■ GIVEN REQUEST ■
Tally how many lines of the material contain the word "metal", and reply with only that number.

Excerpts of pointing data
____

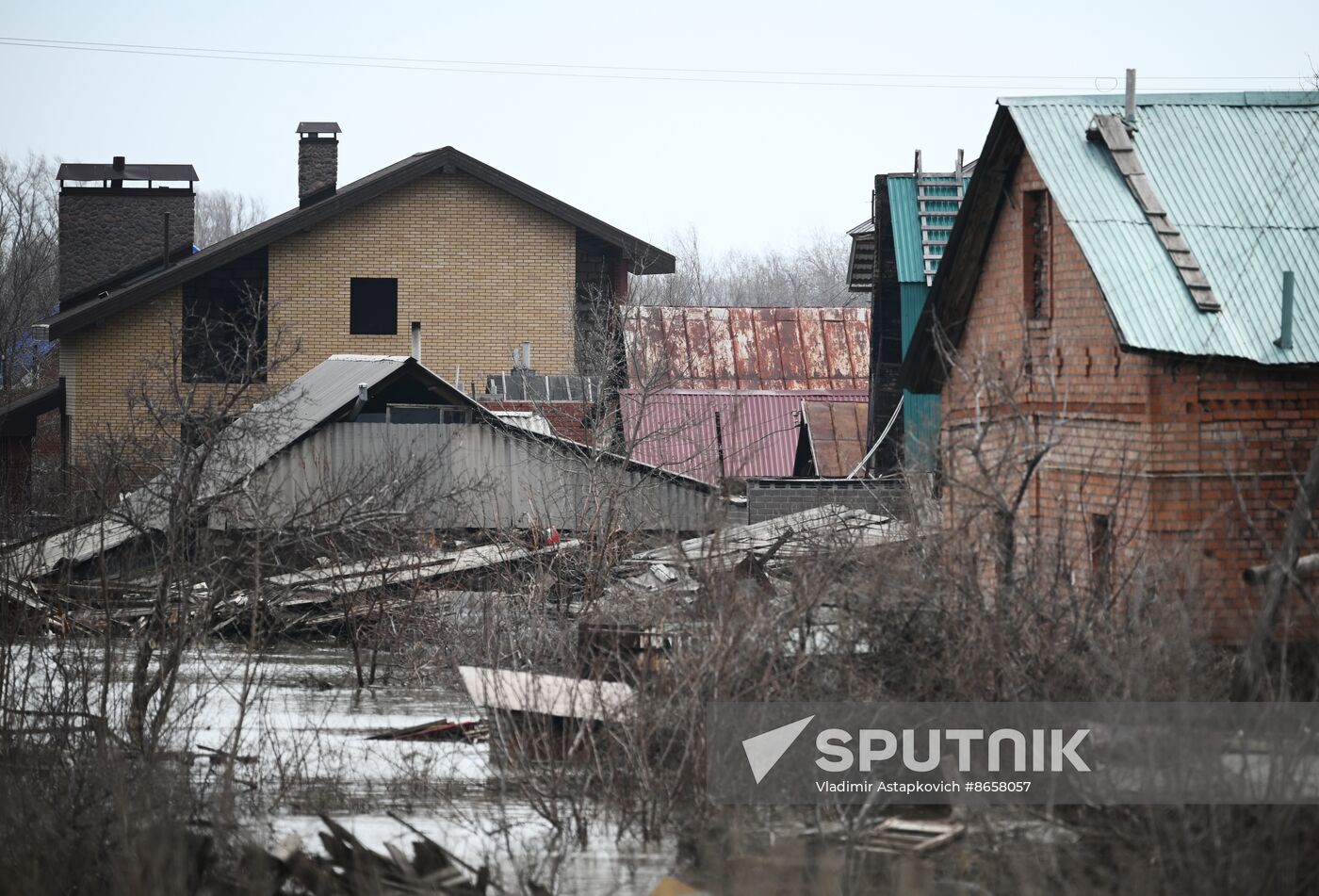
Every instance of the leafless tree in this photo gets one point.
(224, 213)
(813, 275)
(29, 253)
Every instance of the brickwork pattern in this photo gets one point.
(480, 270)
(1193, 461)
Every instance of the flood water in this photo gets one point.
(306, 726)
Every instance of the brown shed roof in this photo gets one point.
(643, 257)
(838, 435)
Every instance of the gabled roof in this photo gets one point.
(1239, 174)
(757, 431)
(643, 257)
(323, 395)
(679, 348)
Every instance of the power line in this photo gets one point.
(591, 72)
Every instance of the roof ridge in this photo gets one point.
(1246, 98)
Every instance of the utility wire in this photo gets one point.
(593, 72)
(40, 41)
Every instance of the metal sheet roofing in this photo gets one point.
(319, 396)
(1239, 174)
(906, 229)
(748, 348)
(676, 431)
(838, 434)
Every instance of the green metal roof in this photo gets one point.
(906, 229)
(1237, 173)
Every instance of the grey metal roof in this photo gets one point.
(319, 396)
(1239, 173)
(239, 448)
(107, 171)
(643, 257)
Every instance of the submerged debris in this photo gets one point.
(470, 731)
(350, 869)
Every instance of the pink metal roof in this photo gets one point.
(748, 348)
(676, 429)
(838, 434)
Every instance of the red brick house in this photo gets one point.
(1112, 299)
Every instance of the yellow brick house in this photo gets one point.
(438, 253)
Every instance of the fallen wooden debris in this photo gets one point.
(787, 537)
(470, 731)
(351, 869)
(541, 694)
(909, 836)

____

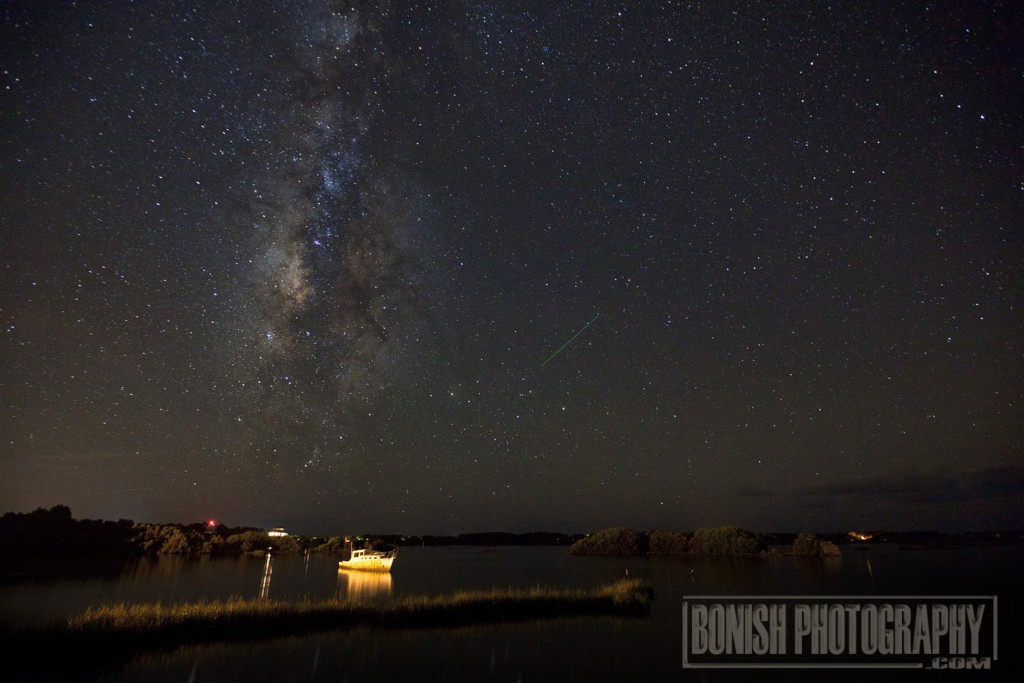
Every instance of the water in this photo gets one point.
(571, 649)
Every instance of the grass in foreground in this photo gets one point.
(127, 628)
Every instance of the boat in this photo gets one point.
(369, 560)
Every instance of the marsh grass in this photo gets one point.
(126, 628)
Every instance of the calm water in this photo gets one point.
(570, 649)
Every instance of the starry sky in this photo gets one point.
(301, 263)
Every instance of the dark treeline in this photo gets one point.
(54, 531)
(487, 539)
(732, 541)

____

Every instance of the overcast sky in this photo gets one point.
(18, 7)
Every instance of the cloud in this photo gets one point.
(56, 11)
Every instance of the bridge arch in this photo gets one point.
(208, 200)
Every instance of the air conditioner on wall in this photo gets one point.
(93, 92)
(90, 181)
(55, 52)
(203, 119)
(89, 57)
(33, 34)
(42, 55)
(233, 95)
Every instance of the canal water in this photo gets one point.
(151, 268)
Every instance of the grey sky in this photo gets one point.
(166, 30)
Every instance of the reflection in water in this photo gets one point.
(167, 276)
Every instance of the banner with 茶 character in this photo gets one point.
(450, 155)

____

■ RESPONSE FOR THIS EXERCISE ■
4